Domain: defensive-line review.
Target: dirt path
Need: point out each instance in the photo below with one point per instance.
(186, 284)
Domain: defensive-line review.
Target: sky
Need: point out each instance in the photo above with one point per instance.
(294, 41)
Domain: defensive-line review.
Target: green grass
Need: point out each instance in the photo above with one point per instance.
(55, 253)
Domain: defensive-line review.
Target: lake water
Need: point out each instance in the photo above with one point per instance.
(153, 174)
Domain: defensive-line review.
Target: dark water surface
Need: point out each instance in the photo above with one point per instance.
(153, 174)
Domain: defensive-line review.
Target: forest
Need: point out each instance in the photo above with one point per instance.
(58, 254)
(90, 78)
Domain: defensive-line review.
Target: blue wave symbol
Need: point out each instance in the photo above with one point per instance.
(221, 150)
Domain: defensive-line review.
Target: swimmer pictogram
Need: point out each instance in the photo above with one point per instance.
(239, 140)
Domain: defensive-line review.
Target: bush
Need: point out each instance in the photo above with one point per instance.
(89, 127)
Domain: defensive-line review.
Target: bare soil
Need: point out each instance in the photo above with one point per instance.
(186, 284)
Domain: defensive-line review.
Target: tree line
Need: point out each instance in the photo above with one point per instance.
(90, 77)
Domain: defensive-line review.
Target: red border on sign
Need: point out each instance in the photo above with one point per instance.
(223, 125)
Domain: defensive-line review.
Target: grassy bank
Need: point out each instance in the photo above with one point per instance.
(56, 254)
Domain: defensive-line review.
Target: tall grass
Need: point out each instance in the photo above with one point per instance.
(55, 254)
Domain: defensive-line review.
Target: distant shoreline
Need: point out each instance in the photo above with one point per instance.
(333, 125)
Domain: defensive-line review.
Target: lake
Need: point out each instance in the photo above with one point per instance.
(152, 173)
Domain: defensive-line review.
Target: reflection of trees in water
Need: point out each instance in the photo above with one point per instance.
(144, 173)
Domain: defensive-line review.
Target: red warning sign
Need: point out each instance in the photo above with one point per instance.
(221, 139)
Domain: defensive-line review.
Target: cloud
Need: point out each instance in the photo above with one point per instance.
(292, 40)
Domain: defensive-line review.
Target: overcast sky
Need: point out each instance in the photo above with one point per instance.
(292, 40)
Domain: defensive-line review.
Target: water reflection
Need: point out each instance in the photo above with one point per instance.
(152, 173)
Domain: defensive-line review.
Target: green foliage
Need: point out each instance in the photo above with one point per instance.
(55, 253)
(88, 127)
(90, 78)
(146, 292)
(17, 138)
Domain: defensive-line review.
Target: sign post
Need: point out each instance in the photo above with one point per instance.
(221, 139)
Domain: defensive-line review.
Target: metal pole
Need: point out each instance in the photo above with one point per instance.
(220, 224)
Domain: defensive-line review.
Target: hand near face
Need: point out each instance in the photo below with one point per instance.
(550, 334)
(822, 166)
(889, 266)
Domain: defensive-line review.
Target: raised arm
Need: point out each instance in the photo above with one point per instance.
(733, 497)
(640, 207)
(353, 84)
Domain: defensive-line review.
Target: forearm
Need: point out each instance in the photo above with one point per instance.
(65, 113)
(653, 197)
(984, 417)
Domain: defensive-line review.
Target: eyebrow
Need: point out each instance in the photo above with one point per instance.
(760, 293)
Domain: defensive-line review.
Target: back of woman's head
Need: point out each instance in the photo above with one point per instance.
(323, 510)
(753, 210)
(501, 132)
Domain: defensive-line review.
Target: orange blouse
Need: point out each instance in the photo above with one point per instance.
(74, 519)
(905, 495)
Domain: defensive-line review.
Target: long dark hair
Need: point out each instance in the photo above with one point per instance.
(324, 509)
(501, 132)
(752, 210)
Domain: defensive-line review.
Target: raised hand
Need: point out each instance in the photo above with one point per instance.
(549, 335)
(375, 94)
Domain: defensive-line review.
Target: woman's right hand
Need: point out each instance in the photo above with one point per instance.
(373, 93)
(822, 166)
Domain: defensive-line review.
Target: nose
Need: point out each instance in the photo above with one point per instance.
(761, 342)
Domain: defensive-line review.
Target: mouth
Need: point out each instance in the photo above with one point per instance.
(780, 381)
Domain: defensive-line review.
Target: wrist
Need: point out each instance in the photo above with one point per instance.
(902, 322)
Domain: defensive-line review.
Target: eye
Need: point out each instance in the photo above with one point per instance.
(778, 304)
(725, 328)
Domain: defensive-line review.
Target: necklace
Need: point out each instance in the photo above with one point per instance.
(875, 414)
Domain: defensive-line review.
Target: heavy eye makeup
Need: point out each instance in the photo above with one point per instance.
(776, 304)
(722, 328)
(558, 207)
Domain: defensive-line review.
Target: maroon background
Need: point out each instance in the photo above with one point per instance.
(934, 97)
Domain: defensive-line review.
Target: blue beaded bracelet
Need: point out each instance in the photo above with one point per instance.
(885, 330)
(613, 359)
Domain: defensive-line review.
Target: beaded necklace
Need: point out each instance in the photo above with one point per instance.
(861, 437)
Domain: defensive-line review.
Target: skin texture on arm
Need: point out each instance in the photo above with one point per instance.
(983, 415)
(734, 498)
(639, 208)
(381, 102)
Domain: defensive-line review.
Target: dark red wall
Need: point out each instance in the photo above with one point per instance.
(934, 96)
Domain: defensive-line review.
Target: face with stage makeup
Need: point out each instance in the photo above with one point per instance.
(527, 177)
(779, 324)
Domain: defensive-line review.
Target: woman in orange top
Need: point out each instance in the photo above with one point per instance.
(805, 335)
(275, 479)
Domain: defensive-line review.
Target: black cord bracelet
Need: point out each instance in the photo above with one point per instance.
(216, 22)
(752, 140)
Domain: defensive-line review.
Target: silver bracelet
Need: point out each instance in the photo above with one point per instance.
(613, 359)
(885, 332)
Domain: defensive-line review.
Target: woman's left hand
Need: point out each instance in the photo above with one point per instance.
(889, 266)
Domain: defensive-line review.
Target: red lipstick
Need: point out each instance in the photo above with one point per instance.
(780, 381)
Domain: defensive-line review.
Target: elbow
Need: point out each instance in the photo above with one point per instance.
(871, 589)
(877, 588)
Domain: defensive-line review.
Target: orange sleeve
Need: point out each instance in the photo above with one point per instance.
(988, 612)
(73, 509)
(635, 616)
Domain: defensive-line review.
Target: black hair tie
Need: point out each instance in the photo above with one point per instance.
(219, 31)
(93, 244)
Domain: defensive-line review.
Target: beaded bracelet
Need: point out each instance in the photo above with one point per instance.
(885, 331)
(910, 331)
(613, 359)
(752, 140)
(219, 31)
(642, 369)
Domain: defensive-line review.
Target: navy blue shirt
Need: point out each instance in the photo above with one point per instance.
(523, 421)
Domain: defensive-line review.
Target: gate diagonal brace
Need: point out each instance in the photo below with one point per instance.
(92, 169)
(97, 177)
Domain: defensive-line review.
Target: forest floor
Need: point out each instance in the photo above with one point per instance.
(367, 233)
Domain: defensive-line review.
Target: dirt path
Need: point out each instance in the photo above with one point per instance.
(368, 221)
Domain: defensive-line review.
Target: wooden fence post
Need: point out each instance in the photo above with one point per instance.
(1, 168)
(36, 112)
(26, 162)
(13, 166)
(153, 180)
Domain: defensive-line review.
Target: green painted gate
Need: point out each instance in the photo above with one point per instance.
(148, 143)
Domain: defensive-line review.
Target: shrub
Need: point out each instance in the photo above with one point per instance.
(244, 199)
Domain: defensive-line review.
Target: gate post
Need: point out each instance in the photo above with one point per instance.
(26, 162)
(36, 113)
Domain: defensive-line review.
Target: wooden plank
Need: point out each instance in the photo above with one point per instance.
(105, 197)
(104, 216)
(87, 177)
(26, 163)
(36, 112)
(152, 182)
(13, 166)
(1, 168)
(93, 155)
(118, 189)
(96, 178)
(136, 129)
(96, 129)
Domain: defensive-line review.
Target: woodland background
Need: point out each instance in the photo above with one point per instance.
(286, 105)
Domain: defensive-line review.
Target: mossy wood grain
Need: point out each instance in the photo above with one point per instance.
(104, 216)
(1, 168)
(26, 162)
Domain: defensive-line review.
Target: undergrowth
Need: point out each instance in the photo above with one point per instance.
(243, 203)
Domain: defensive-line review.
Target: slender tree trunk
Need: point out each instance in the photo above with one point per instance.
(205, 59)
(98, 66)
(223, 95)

• • • • •

* **Brief**:
Respond with an exact reproduction of the lines running from the one that contains "Target: mossy wood grain" through the end of the material.

* **Exercise response**:
Target: mossy wood grain
Need: point out each instance in the photo above with one point per instance.
(104, 216)
(1, 168)
(26, 162)
Domain: defensive-line review.
Target: undergrowth
Need: point out each instance in the photo above with one point per instance.
(243, 203)
Domain: defensive-line review.
Target: slender tree trunk
Need: point out each instance in the photo above with one point per instance.
(205, 59)
(98, 66)
(223, 95)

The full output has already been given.